BEGIN Material for this task
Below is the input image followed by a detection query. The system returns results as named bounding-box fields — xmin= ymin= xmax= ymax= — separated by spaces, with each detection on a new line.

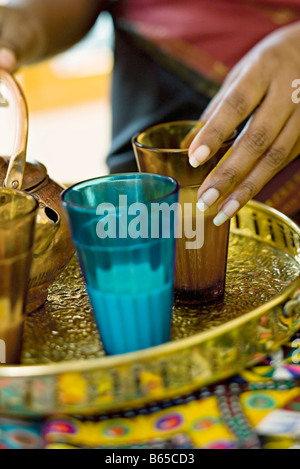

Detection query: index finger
xmin=189 ymin=68 xmax=267 ymax=168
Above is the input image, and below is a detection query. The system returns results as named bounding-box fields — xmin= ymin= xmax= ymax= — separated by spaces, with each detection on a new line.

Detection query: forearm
xmin=7 ymin=0 xmax=107 ymax=60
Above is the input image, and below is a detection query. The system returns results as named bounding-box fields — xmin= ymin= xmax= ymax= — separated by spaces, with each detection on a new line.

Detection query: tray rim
xmin=0 ymin=200 xmax=300 ymax=379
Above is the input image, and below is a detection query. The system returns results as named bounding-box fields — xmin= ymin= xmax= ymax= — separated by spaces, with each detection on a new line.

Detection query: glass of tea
xmin=132 ymin=121 xmax=236 ymax=304
xmin=0 ymin=189 xmax=38 ymax=364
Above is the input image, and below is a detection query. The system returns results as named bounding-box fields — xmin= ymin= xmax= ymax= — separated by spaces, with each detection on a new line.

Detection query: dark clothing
xmin=107 ymin=30 xmax=210 ymax=173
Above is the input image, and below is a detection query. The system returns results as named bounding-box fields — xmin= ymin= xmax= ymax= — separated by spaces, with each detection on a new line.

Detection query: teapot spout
xmin=34 ymin=206 xmax=61 ymax=258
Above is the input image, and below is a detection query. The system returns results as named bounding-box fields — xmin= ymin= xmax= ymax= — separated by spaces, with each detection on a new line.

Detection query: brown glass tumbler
xmin=132 ymin=121 xmax=236 ymax=304
xmin=0 ymin=189 xmax=38 ymax=364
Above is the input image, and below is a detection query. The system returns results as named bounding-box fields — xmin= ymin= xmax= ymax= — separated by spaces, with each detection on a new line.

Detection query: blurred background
xmin=0 ymin=9 xmax=113 ymax=184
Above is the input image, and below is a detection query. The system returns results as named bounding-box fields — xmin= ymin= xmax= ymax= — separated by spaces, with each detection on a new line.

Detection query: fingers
xmin=198 ymin=109 xmax=300 ymax=226
xmin=189 ymin=62 xmax=267 ymax=168
xmin=0 ymin=47 xmax=17 ymax=72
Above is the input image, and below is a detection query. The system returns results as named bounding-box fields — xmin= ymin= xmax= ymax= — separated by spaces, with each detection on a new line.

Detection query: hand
xmin=189 ymin=23 xmax=300 ymax=226
xmin=0 ymin=7 xmax=44 ymax=72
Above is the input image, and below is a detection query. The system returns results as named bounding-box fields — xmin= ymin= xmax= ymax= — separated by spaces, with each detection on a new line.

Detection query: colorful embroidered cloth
xmin=0 ymin=335 xmax=300 ymax=450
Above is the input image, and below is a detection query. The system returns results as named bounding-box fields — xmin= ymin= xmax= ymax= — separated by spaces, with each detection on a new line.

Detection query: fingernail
xmin=190 ymin=155 xmax=200 ymax=168
xmin=214 ymin=200 xmax=241 ymax=226
xmin=0 ymin=47 xmax=17 ymax=70
xmin=190 ymin=145 xmax=211 ymax=168
xmin=197 ymin=187 xmax=221 ymax=212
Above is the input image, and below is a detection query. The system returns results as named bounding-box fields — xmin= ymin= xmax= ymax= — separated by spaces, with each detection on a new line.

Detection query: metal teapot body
xmin=0 ymin=70 xmax=74 ymax=312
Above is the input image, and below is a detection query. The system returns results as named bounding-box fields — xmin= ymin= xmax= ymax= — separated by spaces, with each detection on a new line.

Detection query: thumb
xmin=0 ymin=46 xmax=17 ymax=72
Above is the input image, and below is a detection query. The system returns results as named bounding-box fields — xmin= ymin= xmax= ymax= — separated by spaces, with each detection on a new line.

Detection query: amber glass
xmin=0 ymin=189 xmax=38 ymax=364
xmin=132 ymin=121 xmax=236 ymax=303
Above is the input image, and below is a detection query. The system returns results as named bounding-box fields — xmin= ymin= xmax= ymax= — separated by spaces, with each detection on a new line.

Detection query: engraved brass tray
xmin=0 ymin=201 xmax=300 ymax=417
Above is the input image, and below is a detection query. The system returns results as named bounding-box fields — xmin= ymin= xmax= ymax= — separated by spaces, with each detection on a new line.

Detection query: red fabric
xmin=118 ymin=0 xmax=300 ymax=82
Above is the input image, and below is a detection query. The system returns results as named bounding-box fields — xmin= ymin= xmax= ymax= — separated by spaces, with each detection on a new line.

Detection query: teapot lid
xmin=0 ymin=157 xmax=47 ymax=191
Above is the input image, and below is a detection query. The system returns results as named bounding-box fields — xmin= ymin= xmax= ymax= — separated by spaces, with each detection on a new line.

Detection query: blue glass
xmin=62 ymin=173 xmax=179 ymax=355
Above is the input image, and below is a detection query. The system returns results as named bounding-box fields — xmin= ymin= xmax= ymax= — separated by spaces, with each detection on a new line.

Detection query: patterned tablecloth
xmin=0 ymin=334 xmax=300 ymax=450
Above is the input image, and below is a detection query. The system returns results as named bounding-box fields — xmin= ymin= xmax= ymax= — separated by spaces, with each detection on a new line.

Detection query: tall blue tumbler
xmin=62 ymin=173 xmax=179 ymax=355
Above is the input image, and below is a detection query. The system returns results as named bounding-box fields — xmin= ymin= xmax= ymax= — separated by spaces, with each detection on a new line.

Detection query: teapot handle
xmin=0 ymin=69 xmax=28 ymax=190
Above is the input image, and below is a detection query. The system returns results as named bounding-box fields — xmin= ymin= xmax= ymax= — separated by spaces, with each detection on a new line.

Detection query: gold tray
xmin=0 ymin=201 xmax=300 ymax=417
END Material for this task
Exercise: Transcribe the listing in full. Omit the pictures and keep every line exact.

Answer to this exercise:
Below is the input image followed by a detection query. The system returns results as named bounding-box fields — xmin= ymin= xmax= ymax= — separated by spaces, with each detection on a new line.


Detection query: index finger
xmin=189 ymin=68 xmax=267 ymax=168
Above is the input image, and below is a detection query. The system returns results as named bounding-box fields — xmin= ymin= xmax= ymax= — separated by spaces, with each detection on a new line.

Detection query: forearm
xmin=7 ymin=0 xmax=107 ymax=60
Above is the input image, and below is a detection query. The system returns results as named bounding-box fields — xmin= ymin= xmax= ymax= — separated by spaces, with each detection on a new line.

Detection query: tray rim
xmin=0 ymin=200 xmax=300 ymax=379
Above is the input image, and below is a detection query. The system returns results as named bounding-box fields — xmin= ymin= xmax= ymax= — separated by spaces, with each detection on a new line.

Detection query: glass of tea
xmin=132 ymin=121 xmax=236 ymax=304
xmin=0 ymin=189 xmax=38 ymax=364
Above is the input image, and below is a detection query. The system returns results as named bounding-box fields — xmin= ymin= xmax= ymax= — separated by spaces, with each detection on a new line.

Detection query: dark clothing
xmin=107 ymin=30 xmax=210 ymax=173
Above is the input image, and below is a detection query. The system returns results as named bounding-box fields — xmin= ymin= xmax= ymax= — separated by spaces, with each detection on a new line.

Detection query: teapot spout
xmin=34 ymin=206 xmax=61 ymax=258
Above is the input image, and below is a detection query. The system returns results as named bounding-box fields — xmin= ymin= xmax= ymax= — separated by spaces, with each detection on a new line.

Detection query: brown glass tumbler
xmin=132 ymin=121 xmax=236 ymax=304
xmin=0 ymin=189 xmax=38 ymax=364
Above is the input image, and below is a detection query. The system returns results as named bounding-box fields — xmin= ymin= xmax= ymax= — separated by spaces, with each detection on a new line.

Detection query: blurred background
xmin=0 ymin=9 xmax=113 ymax=184
Above is the input image, and below is a detection query. The system returns results as named bounding-box fields — xmin= ymin= xmax= ymax= — separated by spaces, with each detection on a new line.

Detection query: fingers
xmin=198 ymin=109 xmax=300 ymax=226
xmin=189 ymin=62 xmax=267 ymax=168
xmin=0 ymin=47 xmax=17 ymax=72
Above is the input image, and below is a detection query. The system returns results as named bounding-box fields — xmin= ymin= xmax= ymax= — separated by spaces, with each detection on a new line.

Detection query: hand
xmin=189 ymin=23 xmax=300 ymax=226
xmin=0 ymin=7 xmax=44 ymax=72
Above is the input image, and below is a detection query. The system returns results as named bounding-box fields — xmin= ymin= xmax= ymax= — separated by spaces, with each detection on a new line.

Detection query: colorful embroidered cloth
xmin=0 ymin=335 xmax=300 ymax=450
Above is the input image, and below is a detection query. The system returns results as named bounding-box fields — xmin= ymin= xmax= ymax= — separated by spaces, with each detection on a new line.

Detection query: fingernail
xmin=190 ymin=155 xmax=200 ymax=168
xmin=214 ymin=200 xmax=241 ymax=226
xmin=0 ymin=47 xmax=17 ymax=70
xmin=190 ymin=145 xmax=211 ymax=168
xmin=197 ymin=187 xmax=221 ymax=212
Above is the input image, and below is a detection query. The system returns results as named bounding-box fields — xmin= ymin= xmax= ymax= — separated by spaces, with each detection on a new line.

Detection query: metal teapot body
xmin=0 ymin=70 xmax=74 ymax=312
Above is the input image, and below is a detection query. The system returns results as named bounding-box fields — xmin= ymin= xmax= ymax= — separated by spaces, with each detection on a new line.

Detection query: thumb
xmin=0 ymin=46 xmax=17 ymax=72
Above is the input image, and below is a detection query. The system returns results as named bounding-box fields — xmin= ymin= xmax= ymax= — separated by spaces, with each detection on a new line.

Detection query: amber glass
xmin=0 ymin=189 xmax=38 ymax=364
xmin=132 ymin=121 xmax=236 ymax=303
Above is the input image, and below is a detection query. The system returns results as named bounding-box fields — xmin= ymin= xmax= ymax= — separated by spaces, with each detection on a new line.

Detection query: engraved brass tray
xmin=0 ymin=201 xmax=300 ymax=417
Above is the input image, and below is a detection query. The system returns results as named bounding-box fields — xmin= ymin= xmax= ymax= — separated by spaces, with each detection on a new line.

Detection query: red fabric
xmin=118 ymin=0 xmax=300 ymax=82
Above is the input image, and below is a detection query. The system returns results as named bounding-box fields — xmin= ymin= xmax= ymax= — separated by spaces, with each detection on a new line.

Detection query: teapot lid
xmin=0 ymin=157 xmax=47 ymax=191
Above is the input image, and below is a detection query. The system returns results as named bounding-box fields — xmin= ymin= xmax= ymax= — separated by spaces, with each detection on a new line.

Detection query: blue glass
xmin=62 ymin=173 xmax=179 ymax=355
Above is the input image, and below is a detection query. The system returns results as named bounding-box fields — xmin= ymin= xmax= ymax= — separated by spaces, with each detection on a new line.

Detection query: patterned tablecloth
xmin=0 ymin=334 xmax=300 ymax=450
Above is the input image, and below is a detection query. The system returns results as named bounding-box fields — xmin= ymin= xmax= ymax= — separated by spaces, with each detection on a new line.

Detection query: tall blue tumbler
xmin=62 ymin=173 xmax=179 ymax=355
Above is the input image, and below is a detection query. The system returns results as named bounding-box fields — xmin= ymin= xmax= ymax= — separated by spaces, with each detection on a new line.

Detection query: teapot handle
xmin=0 ymin=69 xmax=28 ymax=190
Above is the input image, and below is a detection query. The system returns results as named bounding-box fields — xmin= ymin= xmax= ymax= — separated by spaces, with each detection on a new line.

Detection query: gold tray
xmin=0 ymin=201 xmax=300 ymax=417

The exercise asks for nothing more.